## Direction 1
In the passage on float switches, which of the two switches is described as sensitive and slow-tuned?
## Direction 2
Retype the part of the float switch passage that opens with the words containing "Question from new" and closes with "regular float switch?".

## Passage
** BEGIN **

Question from new retailer continued II 10/30/03
That sounds very clever, I like it.  One thing that is kind of confusing me... what is a seawater float... is this different than a regular float switch?  
<ahh... my fault my friend. Not clear. Both float switches are the same... by seawater, I mean that one is hooked up to bleed in saltwater (the coarse, fast-tuned one), while the other (the sensitive slow-tuned one) simply bleeds in freshwater for evap top off. Thus a sharp drop in water level (as from sales and siphoned saltwater) will allow the seawater float switch to top of faster than the FW bleed can make a difference. And the sensitive tuned FW bleeding float can feed FW for slow evap while the SW float is tuned to coarse to even sense the slow drop in water level>
And thanks for filling my daily need for Bob.  I was getting a little worried when he didn't respond within 60 seconds.

** END **

## Record set
** BEGIN **

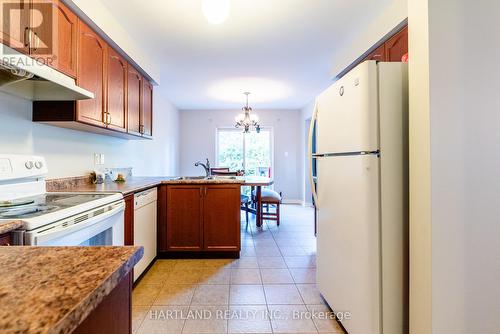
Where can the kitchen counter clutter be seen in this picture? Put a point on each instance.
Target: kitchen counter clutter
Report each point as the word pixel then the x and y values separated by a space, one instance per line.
pixel 8 226
pixel 65 289
pixel 136 184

** END **

## Written solution 1
The one that bleeds in freshwater for evaporation top-off.

## Written solution 2
Question from new retailer continued II 10/30/03
That sounds very clever, I like it.  One thing that is kind of confusing me... what is a seawater float... is this different than a regular float switch?